_Trecho selecionado_
++++++

O governo alega que na medida
em que deixar de aplicar
em Teresina, vai investir no
interior, mas a arrecadação
de Teresina é o que sustenta
as demais. Ou seja, nós temos
hoje um sistema de subsidio
cruzado que é o que transmite
fazer esse intercâmbio de Teresina
para outros municípios.
Nós entendemos que do ponto
de vista jurídico, que essa
solução não é adequada. Mas
também do ponto de vista da
solução técnica, ela pode trazer
mais problema do que soluções.
Claro que no momento
em que você subconceder o
sistema de Teresina, você de
fato pode resolver o de Teresina,
mas você vai deixar todo
o resto do estado em situação
gravíssima. E veja bem, quando
o governo pensa no estado,
ele pensa só em abastecimento
de água, ele não pensa
em esgoto. Ele pensa esgoto
apenas em Teresina. Em nenhum
momento se ver isso.
Um outro dado importante
é o seguinte, o governo alega
que a subconcessão vai ter um
bilhão de investimentos, mas
esse um bilhão é em 40 anos.
Esse um bilhão não vai vir em
2017. Esse um bilhão não vai
vir em 2016, 2017 e 2018, vai
ser em 40 anos. Depois, apenas
segundo o próprio cronograma
do estado, nós teremos
totalmente cobertura de agua
daqui a três anos, de esgotamento
sanitário isso vai ser
ao longo dos anos. Não vai ser
imediato. Muitas vezes precisamos
ter em mente os números
que o estado coloca e o
que vai ser em 2016, em 2017,
em 2018. Então temos esses
problemas que a gente precisa
realmente de fato refletir sobre
isso.

++++++

_Informações fornecidas_
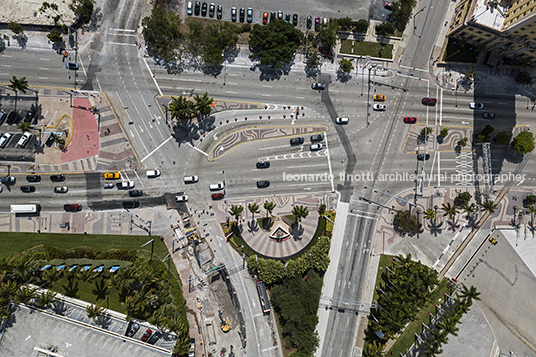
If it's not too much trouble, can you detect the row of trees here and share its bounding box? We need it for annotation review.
[166,92,214,119]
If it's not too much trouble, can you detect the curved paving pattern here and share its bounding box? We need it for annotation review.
[208,125,328,161]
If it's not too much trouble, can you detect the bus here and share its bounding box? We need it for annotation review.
[11,203,41,213]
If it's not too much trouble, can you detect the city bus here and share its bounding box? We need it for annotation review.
[11,203,41,213]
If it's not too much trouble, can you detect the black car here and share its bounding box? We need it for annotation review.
[20,185,35,193]
[147,331,162,345]
[257,161,270,169]
[26,175,41,182]
[123,200,140,208]
[417,154,430,161]
[208,3,214,17]
[128,190,143,197]
[45,133,56,147]
[50,175,65,182]
[290,136,305,146]
[257,180,270,188]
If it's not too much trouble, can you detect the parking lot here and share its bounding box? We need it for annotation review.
[0,307,169,357]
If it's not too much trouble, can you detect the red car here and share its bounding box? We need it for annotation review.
[422,98,437,106]
[141,328,153,342]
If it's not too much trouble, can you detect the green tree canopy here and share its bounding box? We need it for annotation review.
[249,21,303,68]
[512,130,534,154]
[142,8,183,62]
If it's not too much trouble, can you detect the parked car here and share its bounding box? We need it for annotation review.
[208,182,225,191]
[175,195,188,202]
[208,3,215,17]
[422,98,437,106]
[26,175,41,182]
[186,1,193,16]
[141,328,153,342]
[309,143,323,151]
[104,172,119,180]
[231,7,236,22]
[50,175,65,182]
[311,134,324,143]
[20,185,35,193]
[257,180,270,188]
[125,322,140,337]
[212,193,225,200]
[117,181,134,190]
[372,104,387,111]
[123,200,140,208]
[17,131,32,148]
[147,331,162,345]
[290,136,305,146]
[0,133,13,149]
[417,154,430,161]
[257,161,270,169]
[128,190,143,197]
[45,133,56,148]
[63,203,82,212]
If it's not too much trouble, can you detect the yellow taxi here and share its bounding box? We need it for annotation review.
[104,172,119,180]
[374,94,385,102]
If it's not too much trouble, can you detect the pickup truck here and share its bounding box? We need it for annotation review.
[63,203,82,212]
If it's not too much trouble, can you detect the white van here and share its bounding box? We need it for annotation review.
[184,175,199,183]
[145,170,160,178]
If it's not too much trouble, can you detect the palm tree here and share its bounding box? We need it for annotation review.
[481,200,498,214]
[441,202,458,219]
[292,206,309,223]
[194,92,214,115]
[167,95,197,119]
[86,300,106,323]
[229,205,244,224]
[19,121,35,133]
[35,290,57,309]
[264,201,276,217]
[248,203,260,220]
[423,208,437,223]
[7,76,28,111]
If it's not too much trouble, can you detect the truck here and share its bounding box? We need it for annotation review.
[257,279,271,314]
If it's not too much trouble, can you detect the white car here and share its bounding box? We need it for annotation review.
[372,104,387,111]
[17,132,32,148]
[175,195,188,202]
[209,182,225,191]
[0,133,12,148]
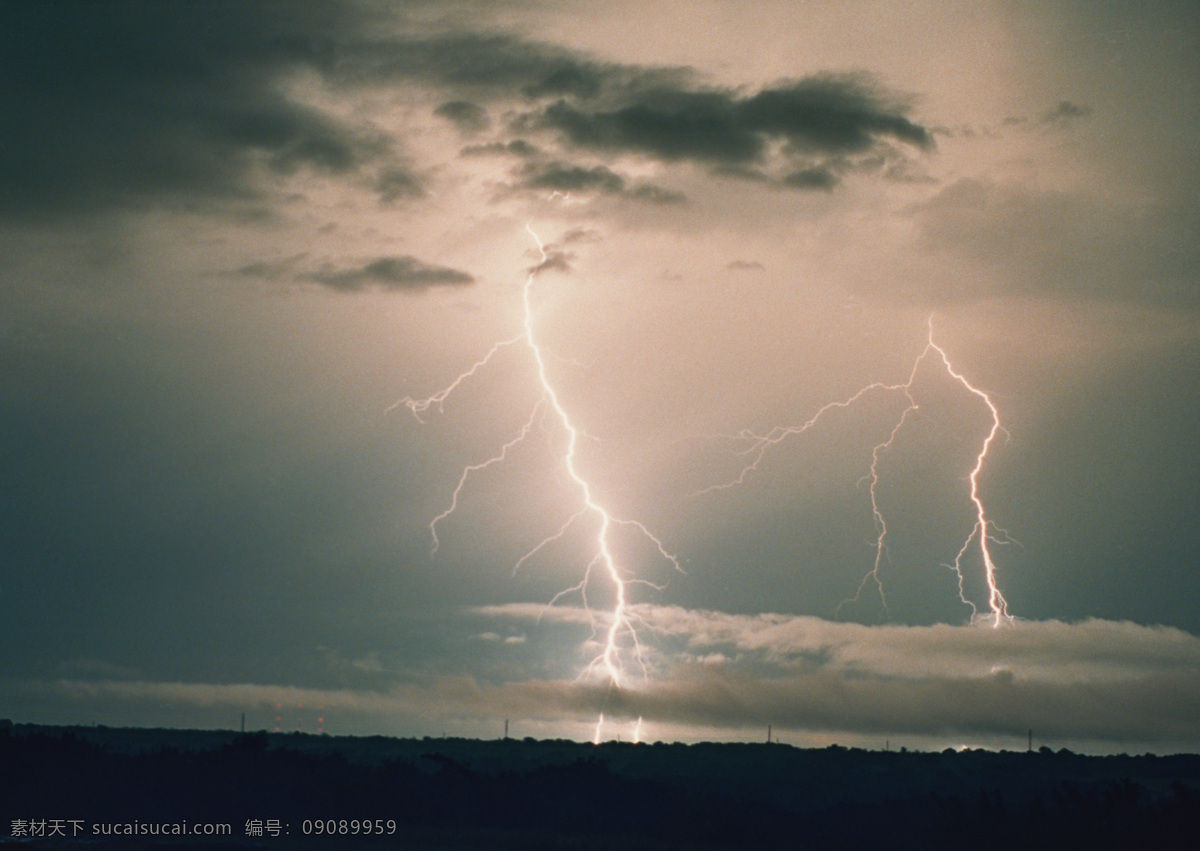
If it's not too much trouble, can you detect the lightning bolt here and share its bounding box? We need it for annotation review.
[695,316,1013,627]
[400,224,683,742]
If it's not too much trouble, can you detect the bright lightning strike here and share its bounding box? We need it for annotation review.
[389,224,683,742]
[697,317,1013,627]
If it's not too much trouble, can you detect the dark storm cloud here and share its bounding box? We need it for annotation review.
[462,139,541,157]
[230,254,475,292]
[541,76,932,166]
[524,162,686,204]
[433,101,491,133]
[526,163,625,192]
[308,257,475,292]
[784,168,838,192]
[1040,101,1092,126]
[0,0,417,218]
[0,0,931,220]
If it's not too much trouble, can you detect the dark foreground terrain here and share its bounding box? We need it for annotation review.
[0,725,1200,851]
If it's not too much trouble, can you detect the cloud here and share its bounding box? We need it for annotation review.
[228,253,475,292]
[0,0,402,220]
[540,76,934,174]
[308,257,475,292]
[460,605,1200,747]
[526,162,625,192]
[1039,101,1092,126]
[433,101,492,133]
[0,0,932,221]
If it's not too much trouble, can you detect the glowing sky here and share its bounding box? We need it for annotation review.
[0,0,1200,751]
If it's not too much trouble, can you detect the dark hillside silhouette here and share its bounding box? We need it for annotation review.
[0,725,1200,851]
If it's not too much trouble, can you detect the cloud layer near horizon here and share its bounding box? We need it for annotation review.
[11,604,1200,750]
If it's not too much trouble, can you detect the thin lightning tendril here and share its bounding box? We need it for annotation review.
[710,317,1013,627]
[403,224,683,742]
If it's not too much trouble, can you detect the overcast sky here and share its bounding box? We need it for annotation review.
[0,0,1200,753]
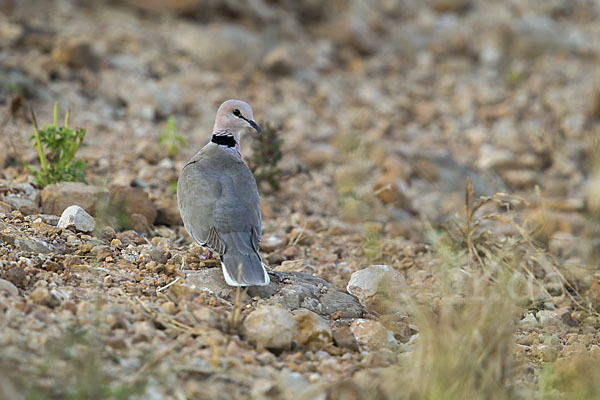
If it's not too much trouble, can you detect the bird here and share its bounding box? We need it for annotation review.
[177,99,270,286]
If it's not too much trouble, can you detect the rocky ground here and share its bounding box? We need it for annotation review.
[0,0,600,399]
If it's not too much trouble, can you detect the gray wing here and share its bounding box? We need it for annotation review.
[177,152,262,254]
[215,162,262,251]
[177,157,225,254]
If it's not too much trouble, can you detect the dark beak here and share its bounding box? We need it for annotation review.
[246,119,262,133]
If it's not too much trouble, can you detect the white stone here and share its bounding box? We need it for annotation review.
[350,318,398,351]
[0,279,19,296]
[58,205,96,232]
[244,304,298,349]
[346,265,408,313]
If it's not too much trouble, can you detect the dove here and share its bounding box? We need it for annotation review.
[177,100,269,286]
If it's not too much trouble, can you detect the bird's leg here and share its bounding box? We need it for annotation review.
[200,250,214,260]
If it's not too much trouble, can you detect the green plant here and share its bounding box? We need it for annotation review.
[158,117,186,158]
[25,104,85,186]
[250,124,283,190]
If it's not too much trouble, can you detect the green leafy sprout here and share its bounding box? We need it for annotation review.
[25,104,85,187]
[158,117,186,158]
[249,124,283,190]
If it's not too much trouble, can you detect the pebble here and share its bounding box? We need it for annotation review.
[244,305,298,350]
[294,309,332,349]
[346,265,408,314]
[350,318,398,351]
[58,205,96,232]
[0,279,19,296]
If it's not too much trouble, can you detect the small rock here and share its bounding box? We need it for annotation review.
[90,246,112,262]
[244,305,298,350]
[5,267,27,288]
[185,268,233,298]
[129,213,151,235]
[4,194,39,215]
[548,231,582,259]
[29,286,50,304]
[501,169,539,189]
[110,186,156,225]
[519,313,538,329]
[433,0,471,13]
[150,247,169,264]
[58,205,96,232]
[372,174,406,208]
[117,230,146,246]
[381,155,410,181]
[350,318,398,351]
[294,310,332,349]
[260,236,286,253]
[192,307,227,330]
[42,182,108,215]
[29,286,60,308]
[274,260,314,274]
[304,143,338,168]
[537,310,562,327]
[333,325,358,351]
[52,38,101,70]
[0,279,19,296]
[154,196,183,227]
[123,0,204,13]
[379,314,413,343]
[346,265,408,314]
[262,47,294,76]
[102,225,117,242]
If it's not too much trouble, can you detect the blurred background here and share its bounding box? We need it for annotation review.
[0,0,600,398]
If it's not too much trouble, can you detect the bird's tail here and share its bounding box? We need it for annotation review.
[221,253,270,286]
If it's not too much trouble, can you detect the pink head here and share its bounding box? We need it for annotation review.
[213,100,261,136]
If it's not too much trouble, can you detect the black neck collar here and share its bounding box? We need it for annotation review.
[210,133,236,147]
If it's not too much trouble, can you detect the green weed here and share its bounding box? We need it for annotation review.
[25,104,85,187]
[158,117,186,158]
[249,124,283,190]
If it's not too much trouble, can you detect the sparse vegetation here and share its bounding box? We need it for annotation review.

++++++

_Tarefas_
1: Imprima sem alterações a parte do texto sobre a subconcessão do saneamento de Teresina que começa com as palavras "Nós entendemos que" e termina com "do que soluções.".
2: Nas entradas, exiba fielmente apenas a parte que começa na linha que contém "If it's not too much trouble, can you detect the thin" e termina na linha que contém "[403,224,683,742]", incluindo ambas.

_Respostas esperadas_
1:
Nós entendemos que do ponto
de vista jurídico, que essa
solução não é adequada. Mas
também do ponto de vista da
solução técnica, ela pode trazer
mais problema do que soluções.

2:
If it's not too much trouble, can you detect the thin lightning tendril here and share its bounding box? We need it for annotation review.
[710,317,1013,627]
[403,224,683,742]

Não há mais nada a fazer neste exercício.